Телеграмма, телефонный звонок уведомляют мадам Кюри о том, что полевому госпиталю, переполненному ранеными, требуется немедленно рентгеновская установка. Мари проверяет оборудование. Пока солдат-шофер заправляет машину горючим, она идёт за своим тёмным плащом, дорожной шляпой, круглой, мягкой, утратившей цвет и форму, берёт своё имущество: саквояж из жёлтой кожи, весь в трещинах и царапинах. Садится рядом с шофёром на открытое для ветра сиденье, и вскоре доблестный автомобиль несётся на полной скорости, 50 километров в час, по направлению к Амьену, Ипру, Вердену...
Мари сама распаковывает приборы, монтирует съёмные части, затемняет кабинет... Не прошло и получаса, как приехала Мари в госпиталь, а уже всё готово. Хирург и Мари – у экрана. Приносят носилки за носилками со страждущими.
10 раненых, 50, 100... Проходят часы, а иногда и дни. Всё время, пока есть пациенты, Мари живёт в тесной комнате. Прежде чем покинуть госпиталь, она обдумывает, как можно оборудовать в нём стационарную рентгеновскую установку. Наконец, упаковав оборудование, она занимает место в волшебном фургоне и возвращается в Париж.

* * *

## Список заданий
**A)** С какой скоростью, согласно рассказу о Мари Кюри, несётся автомобиль к Амьену, Ипру и Вердену?
**B)** Замените в рассказе о Мари Кюри «тёмным плащом» на «серым плащом» и перепишите всё от «Телеграмма, телефонный звонок» и вплоть до «Амьену, Ипру, Вердену...».
**C)** Продолжите рассказ о поездках Мари Кюри в полевые госпитали, начав сразу после его последнего предложения.
Материал, приведённый далее, для работы не нужен.

## Исходные данные

* * *

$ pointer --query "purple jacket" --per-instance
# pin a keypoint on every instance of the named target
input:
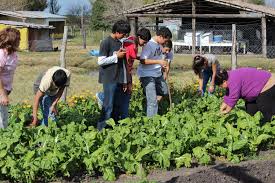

* * *

## Ответы
**A)** 50 километров в час.

**B)**
Телеграмма, телефонный звонок уведомляют мадам Кюри о том, что полевому госпиталю, переполненному ранеными, требуется немедленно рентгеновская установка. Мари проверяет оборудование. Пока солдат-шофер заправляет машину горючим, она идёт за своим серым плащом, дорожной шляпой, круглой, мягкой, утратившей цвет и форму, берёт своё имущество: саквояж из жёлтой кожи, весь в трещинах и царапинах. Садится рядом с шофёром на открытое для ветра сиденье, и вскоре доблестный автомобиль несётся на полной скорости, 50 километров в час, по направлению к Амьену, Ипру, Вердену...

**C)**
Кроме двадцати автомобилей Мари оборудовала таким образом двести рентгеновских кабинетов. Более миллиона раненых прошли через эти 220 стационарных и передвижных установок, созданных и оборудованных трудами мадам Кюри. С 1916 по 1918 годы Мари обучила 150 сестёр-радиологов.
Ей помогают не только её знания и мужество: Мари в высшей степени одарена способностью выходить из затруднительных положений. Нет ни одного свободного шофёра? Она садится за руль своего «Рено» и с грехом пополам ведёт его по разбитым дорогам. Можно видеть, как в стужу она изо всех сил вертит рукоятку, заводя заупрямившийся мотор. Можно видеть, как она нажимает на домкрат, чтобы переменить шину, или же, сосредоточенно нахмурив брови, осторожными движениями учёного чистит засорившийся карбюратор. А если надо перевезти приборы поездом? Она сама грузит их в багажный вагон. По прибытии она же всё сгружает, распаковывает, следит, чтобы ничего не потерялось.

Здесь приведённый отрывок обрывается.